◆ **Consegna 1**
Ricopia il testo su cortesia e lettura della mente da "Cortesia e lettura" fino a "sempre più abili." compreso.

◆ **Testo fornito**
Studiando le scortesie con la tecnica dei diari, emerge anche che le scortesie involontarie, che sono la maggior parte delle registrate, sono dovute a difetti di sintonia, che fanno sfuggire di mano la gestione del rapporto mentale con l’altro[19]. Appare evidente che la cortesia autentica si realizza nella misura in cui si riesce a sintonizzarsi con l’altro e così a farlo sentire effettivamente rispettato e considerato.
Cortesia e lettura della mente
Gli uomini sono dotati di abilità di lettura della mente (mind-reading), riescono cioè ad afferrare in qualche misura che cosa stanno pensando gli altri. Si parla a volte di teoria della mente (theory of mind) o mentalizzazione (mentalizing). Si usa anche la parola empatia, con la quale però spesso si fa riferimento solo alla condivisione di emozioni e sentimenti. Nella lettura della mente invece si mette insieme quel che l’altro dice, segnali non verbali, contesto, conoscenze sulla vita e si arriva a farsi un'idea di quello che l’altro sta pensando. Nel regno animale sembra che solo gli scimpanzé siano dotati di questa abilità. Fin dalla nascita gli uomini sono dotati di strutture cerebrali per la lettura della mente, anche se cominciano a leggerla intorno ai 2-3 anni e poi crescendo diventano sempre più abili.

◆ **Record**
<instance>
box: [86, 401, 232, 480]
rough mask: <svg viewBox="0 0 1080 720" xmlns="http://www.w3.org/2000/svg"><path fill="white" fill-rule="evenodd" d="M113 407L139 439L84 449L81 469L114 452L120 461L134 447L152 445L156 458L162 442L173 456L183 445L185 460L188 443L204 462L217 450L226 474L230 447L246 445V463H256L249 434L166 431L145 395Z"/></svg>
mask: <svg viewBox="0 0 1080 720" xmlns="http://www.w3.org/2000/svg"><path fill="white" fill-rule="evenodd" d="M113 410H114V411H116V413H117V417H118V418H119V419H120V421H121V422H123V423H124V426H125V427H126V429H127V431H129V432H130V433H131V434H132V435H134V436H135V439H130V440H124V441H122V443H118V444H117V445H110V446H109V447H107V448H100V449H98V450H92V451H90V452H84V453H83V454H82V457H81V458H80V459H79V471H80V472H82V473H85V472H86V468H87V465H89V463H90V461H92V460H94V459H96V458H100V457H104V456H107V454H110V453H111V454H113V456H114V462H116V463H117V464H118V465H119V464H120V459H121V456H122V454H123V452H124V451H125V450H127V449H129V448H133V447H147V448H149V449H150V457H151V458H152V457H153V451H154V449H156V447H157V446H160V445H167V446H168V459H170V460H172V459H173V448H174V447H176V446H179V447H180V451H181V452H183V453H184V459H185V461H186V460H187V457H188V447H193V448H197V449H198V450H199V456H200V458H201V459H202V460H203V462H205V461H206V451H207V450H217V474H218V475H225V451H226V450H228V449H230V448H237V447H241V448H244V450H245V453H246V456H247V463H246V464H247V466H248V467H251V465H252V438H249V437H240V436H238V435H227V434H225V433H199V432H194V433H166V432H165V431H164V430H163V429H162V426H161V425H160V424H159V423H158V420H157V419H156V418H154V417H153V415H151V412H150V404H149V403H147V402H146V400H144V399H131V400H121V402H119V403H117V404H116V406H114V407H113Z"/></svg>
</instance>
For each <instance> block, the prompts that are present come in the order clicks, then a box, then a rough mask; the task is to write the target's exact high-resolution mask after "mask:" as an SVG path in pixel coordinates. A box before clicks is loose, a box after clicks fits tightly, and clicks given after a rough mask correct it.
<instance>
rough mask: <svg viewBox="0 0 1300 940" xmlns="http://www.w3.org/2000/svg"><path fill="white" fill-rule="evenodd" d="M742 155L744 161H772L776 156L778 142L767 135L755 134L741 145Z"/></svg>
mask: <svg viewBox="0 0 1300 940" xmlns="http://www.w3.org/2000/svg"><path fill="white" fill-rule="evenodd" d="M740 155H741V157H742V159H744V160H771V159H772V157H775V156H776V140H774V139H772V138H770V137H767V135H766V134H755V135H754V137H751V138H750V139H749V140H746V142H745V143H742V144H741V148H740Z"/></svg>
* * *
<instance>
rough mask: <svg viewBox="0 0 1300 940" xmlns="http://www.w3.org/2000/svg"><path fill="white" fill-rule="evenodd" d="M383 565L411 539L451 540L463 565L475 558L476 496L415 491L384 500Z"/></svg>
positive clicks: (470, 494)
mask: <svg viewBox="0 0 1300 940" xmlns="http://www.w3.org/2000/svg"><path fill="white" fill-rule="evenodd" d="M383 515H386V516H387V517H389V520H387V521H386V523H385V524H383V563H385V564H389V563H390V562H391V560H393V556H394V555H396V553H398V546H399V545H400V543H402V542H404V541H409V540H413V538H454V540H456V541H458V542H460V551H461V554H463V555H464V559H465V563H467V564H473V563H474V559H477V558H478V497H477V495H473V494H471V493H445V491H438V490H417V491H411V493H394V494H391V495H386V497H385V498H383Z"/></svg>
--
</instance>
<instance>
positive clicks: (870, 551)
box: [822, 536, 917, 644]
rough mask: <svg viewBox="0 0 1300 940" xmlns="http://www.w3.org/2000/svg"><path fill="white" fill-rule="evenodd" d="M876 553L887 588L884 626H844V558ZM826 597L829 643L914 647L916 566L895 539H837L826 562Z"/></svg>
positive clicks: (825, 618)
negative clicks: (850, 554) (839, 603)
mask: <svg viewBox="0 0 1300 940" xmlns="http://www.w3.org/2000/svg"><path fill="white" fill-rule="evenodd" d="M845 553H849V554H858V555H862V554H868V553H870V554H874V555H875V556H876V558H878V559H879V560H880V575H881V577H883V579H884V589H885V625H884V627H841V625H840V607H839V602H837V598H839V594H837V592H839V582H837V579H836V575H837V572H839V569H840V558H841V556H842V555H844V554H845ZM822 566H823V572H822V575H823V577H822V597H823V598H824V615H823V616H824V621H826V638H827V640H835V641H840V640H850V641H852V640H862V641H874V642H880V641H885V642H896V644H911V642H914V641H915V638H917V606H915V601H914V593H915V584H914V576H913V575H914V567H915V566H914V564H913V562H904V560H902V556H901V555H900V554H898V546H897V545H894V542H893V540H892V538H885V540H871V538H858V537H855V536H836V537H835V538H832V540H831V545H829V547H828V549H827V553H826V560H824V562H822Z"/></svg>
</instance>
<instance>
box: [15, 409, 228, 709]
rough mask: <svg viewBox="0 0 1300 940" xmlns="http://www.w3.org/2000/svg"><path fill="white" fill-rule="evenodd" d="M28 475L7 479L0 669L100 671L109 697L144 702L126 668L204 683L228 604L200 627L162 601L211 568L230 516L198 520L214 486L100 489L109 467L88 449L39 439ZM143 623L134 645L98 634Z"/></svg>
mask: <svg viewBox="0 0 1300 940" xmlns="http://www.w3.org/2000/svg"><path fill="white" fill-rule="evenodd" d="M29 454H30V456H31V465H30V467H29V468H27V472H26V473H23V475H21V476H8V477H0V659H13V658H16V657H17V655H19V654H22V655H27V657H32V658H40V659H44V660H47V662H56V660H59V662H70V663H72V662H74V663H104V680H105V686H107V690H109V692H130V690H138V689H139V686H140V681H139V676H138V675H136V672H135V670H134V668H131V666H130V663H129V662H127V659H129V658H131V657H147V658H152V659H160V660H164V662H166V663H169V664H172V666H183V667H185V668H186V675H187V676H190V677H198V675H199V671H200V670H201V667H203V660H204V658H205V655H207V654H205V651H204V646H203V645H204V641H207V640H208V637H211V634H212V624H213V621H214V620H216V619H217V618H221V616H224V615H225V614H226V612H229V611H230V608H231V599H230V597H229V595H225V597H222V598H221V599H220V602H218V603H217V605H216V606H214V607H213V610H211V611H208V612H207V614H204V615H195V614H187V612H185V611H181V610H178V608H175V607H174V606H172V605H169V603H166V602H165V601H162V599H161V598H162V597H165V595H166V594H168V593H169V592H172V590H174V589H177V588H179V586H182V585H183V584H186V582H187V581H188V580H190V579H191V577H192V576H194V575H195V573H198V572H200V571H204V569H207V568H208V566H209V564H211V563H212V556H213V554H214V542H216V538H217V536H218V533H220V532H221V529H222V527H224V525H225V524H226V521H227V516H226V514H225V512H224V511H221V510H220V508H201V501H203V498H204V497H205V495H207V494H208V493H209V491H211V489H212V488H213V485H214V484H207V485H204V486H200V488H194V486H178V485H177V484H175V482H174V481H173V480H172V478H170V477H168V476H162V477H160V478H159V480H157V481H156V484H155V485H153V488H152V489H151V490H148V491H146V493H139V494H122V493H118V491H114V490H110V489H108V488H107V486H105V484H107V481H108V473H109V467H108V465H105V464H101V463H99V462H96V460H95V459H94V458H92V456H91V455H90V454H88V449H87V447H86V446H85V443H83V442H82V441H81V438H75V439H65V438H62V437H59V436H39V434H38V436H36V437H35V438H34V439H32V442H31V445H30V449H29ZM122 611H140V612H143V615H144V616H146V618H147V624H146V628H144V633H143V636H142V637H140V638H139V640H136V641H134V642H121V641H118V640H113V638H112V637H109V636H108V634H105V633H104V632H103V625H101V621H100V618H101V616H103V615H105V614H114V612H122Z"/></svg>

◆ **Consegna 2**
Individua nei record ogni riga che contiene la stringa "clicks" e trascrivila, distinguendo tra maiuscole e minuscole.

◆ **Soluzione 1**
Cortesia e lettura della mente
Gli uomini sono dotati di abilità di lettura della mente (mind-reading), riescono cioè ad afferrare in qualche misura che cosa stanno pensando gli altri. Si parla a volte di teoria della mente (theory of mind) o mentalizzazione (mentalizing). Si usa anche la parola empatia, con la quale però spesso si fa riferimento solo alla condivisione di emozioni e sentimenti. Nella lettura della mente invece si mette insieme quel che l’altro dice, segnali non verbali, contesto, conoscenze sulla vita e si arriva a farsi un'idea di quello che l’altro sta pensando. Nel regno animale sembra che solo gli scimpanzé siano dotati di questa abilità. Fin dalla nascita gli uomini sono dotati di strutture cerebrali per la lettura della mente, anche se cominciano a leggerla intorno ai 2-3 anni e poi crescendo diventano sempre più abili.

◆ **Soluzione 2**
For each <instance> block, the prompts that are present come in the order clicks, then a box, then a rough mask; the task is to write the target's exact high-resolution mask after "mask:" as an SVG path in pixel coordinates. A box before clicks is loose, a box after clicks fits tightly, and clicks given after a rough mask correct it.
positive clicks: (470, 494)
positive clicks: (870, 551)
positive clicks: (825, 618)
negative clicks: (850, 554) (839, 603)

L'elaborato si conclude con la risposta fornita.